------ Supplied material
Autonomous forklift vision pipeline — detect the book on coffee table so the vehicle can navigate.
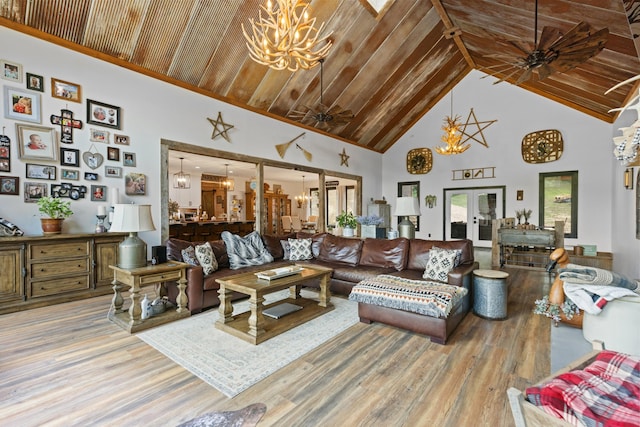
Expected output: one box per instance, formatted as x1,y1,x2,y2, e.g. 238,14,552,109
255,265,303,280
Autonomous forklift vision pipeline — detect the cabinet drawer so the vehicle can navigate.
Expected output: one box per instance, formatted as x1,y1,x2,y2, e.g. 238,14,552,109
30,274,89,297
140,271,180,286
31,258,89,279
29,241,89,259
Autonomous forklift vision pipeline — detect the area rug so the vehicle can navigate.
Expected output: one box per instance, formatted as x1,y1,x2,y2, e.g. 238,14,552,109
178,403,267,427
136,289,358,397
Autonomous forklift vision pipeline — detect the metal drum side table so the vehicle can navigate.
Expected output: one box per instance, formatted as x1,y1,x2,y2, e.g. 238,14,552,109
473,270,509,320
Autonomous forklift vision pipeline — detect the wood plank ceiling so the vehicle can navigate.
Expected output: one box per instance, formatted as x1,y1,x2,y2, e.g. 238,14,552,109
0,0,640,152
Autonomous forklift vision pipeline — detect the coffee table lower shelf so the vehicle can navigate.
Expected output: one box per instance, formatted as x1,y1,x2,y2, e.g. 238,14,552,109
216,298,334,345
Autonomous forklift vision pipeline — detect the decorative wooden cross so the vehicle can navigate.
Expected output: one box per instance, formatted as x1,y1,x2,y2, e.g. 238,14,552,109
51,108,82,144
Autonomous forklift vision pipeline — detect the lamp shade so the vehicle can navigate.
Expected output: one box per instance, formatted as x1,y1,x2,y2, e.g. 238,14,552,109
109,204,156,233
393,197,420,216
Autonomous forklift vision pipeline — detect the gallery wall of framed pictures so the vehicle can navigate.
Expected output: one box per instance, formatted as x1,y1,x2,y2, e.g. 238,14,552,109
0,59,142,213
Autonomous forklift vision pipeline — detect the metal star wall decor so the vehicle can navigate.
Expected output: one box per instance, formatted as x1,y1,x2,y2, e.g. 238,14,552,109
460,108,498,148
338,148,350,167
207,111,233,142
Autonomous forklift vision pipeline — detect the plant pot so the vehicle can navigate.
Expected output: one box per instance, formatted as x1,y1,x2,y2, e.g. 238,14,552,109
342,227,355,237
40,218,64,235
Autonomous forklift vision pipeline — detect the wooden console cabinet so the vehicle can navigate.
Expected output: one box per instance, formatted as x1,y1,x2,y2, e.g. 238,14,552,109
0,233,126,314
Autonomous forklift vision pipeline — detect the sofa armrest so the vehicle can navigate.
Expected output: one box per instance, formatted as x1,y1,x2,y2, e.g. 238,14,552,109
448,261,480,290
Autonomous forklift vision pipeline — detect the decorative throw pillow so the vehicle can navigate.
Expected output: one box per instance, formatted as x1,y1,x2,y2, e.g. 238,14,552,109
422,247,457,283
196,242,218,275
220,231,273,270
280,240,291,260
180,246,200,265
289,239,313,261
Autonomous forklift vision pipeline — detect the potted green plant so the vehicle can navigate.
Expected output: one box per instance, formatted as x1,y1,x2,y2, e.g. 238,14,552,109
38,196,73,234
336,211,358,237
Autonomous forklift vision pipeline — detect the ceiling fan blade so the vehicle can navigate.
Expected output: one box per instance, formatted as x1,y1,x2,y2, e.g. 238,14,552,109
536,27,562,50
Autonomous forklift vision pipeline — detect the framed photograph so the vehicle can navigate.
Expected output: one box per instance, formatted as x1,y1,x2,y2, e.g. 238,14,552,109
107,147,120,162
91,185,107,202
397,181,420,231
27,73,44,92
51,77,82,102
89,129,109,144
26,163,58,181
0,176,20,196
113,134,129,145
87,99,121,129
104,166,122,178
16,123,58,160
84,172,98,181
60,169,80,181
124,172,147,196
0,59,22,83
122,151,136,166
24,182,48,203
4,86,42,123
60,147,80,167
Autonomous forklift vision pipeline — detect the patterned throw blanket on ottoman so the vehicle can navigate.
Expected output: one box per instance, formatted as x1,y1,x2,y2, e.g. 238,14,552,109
------------
# The exercise
Arrange every line of all the records above as a single numbered list, omitting blank lines and leaving the pictures out of the answer.

# Exercise result
1. Autonomous forklift vision pipeline — detect the book on coffee table so the vehicle can navigate.
2. Expected output: one box per instance, formatted as x1,y1,x2,y2, e.g. 238,14,552,109
3. 255,265,303,280
4. Autonomous forklift vision pipeline — detect the cabinet drawer so the vehicle can navigate.
5. Expected output: one box per instance, formatted as x1,y1,x2,y2, e.g. 238,14,552,109
6. 30,274,89,297
7. 140,271,180,286
8. 31,258,89,279
9. 29,241,89,259
10. Autonomous forklift vision pipeline — detect the area rug so the vehicle can navigate.
11. Expected output: one box per instance, formatted as x1,y1,x2,y2, e.g. 238,14,552,109
12. 178,403,267,427
13. 136,289,358,397
14. Autonomous forklift vision pipeline — detect the metal drum side table so the vehicle can navigate.
15. Expected output: one box per instance, formatted as x1,y1,x2,y2, e.g. 238,14,552,109
16. 473,270,509,320
17. Autonomous forklift vision pipeline — detect the wood plank ceiling so the vehicle can navigate.
18. Expected output: one box per instance, formatted as x1,y1,x2,y2, e.g. 238,14,552,109
19. 0,0,640,152
20. Autonomous forklift vision pipeline — detect the coffee table lower shelf so the vehicle can navigate.
21. Expected output: one box per instance, formatted as x1,y1,x2,y2, e.g. 238,14,552,109
22. 216,298,334,345
23. Autonomous forklift vision pipeline — detect the decorative wooden cross so the vehicle can navigate.
24. Expected output: one box per instance, formatted as x1,y1,x2,y2, e.g. 238,14,552,109
25. 51,108,82,144
26. Autonomous forklift vision pipeline — detect the lamp shade so the vehicle can navigate.
27. Expected output: one box per instance, formatted as x1,y1,x2,y2, e.g. 238,14,552,109
28. 109,204,156,233
29. 393,197,420,216
30. Autonomous forklift vision pipeline — detect the gallery wall of framed pictures so the vehicle can navigate.
31. Expected output: one box per instance, formatted as x1,y1,x2,y2, e.g. 238,14,552,109
32. 0,59,142,213
33. Autonomous forklift vision pipeline — detect the metal star wall decor so the vehicle can navigate.
34. Expected output: one box per instance, formatted as x1,y1,x2,y2, e.g. 238,14,552,109
35. 460,108,498,148
36. 338,148,350,167
37. 207,111,233,142
38. Autonomous forklift vision pipeline — detect the plant pot so the vehicle can navigate.
39. Expected output: one box per instance, formatted as x1,y1,x2,y2, e.g. 238,14,552,109
40. 342,227,355,237
41. 40,218,64,235
42. Autonomous forklift vision pipeline — detect the wooden console cabinet so the vehicle can navigate.
43. Expected output: one box per instance, formatted as x1,y1,x2,y2, e.g. 238,14,552,109
44. 0,233,126,314
45. Autonomous forklift vision pipeline — detect the sofa armrest so the vehicle can navigate.
46. Expected output: one box per instance, formatted as x1,y1,x2,y2, e.g. 238,14,552,109
47. 448,261,480,290
48. Autonomous forklift vision pipeline — detect the decorative throw pillow so the vehicle can navigate.
49. Expected output: one box per instance, formatted as x1,y1,x2,y2, e.g. 238,14,552,109
50. 422,247,457,283
51. 196,242,218,275
52. 220,231,273,270
53. 280,240,291,260
54. 180,246,200,265
55. 289,239,313,261
56. Autonomous forklift vision pipeline — detect the potted green plant so the vehicle can navigate.
57. Expected output: one box per instance, formatted as x1,y1,x2,y2, e.g. 238,14,552,109
58. 38,196,73,234
59. 336,211,358,237
60. Autonomous forklift vision pipeline — detect the ceiling fan blade so the vehicle can navigate.
61. Expected output: one box per instance, formatted as x1,y1,x2,y2, e.g. 238,14,552,109
62. 536,27,562,50
63. Autonomous forklift vision pipeline — detect the framed photograph so the vehicle can navigate.
64. Expected output: one box per instance, formatted as x1,y1,x2,y2, e.g. 238,14,552,109
65. 107,147,120,162
66. 91,185,107,202
67. 397,181,420,231
68. 27,73,44,92
69. 51,77,82,102
70. 89,129,109,144
71. 26,163,58,181
72. 0,176,20,196
73. 113,134,129,145
74. 87,99,121,129
75. 104,166,122,178
76. 16,123,58,160
77. 84,172,98,181
78. 60,169,80,181
79. 124,172,147,196
80. 0,59,22,83
81. 122,151,136,166
82. 24,182,48,203
83. 4,86,42,123
84. 60,147,80,167
85. Autonomous forklift vision pipeline — detect the patterned throw blanket on ottoman so the vehicle can navigate.
86. Expected output: one box per instance, formatted as x1,y1,x2,y2, e.g. 238,14,552,109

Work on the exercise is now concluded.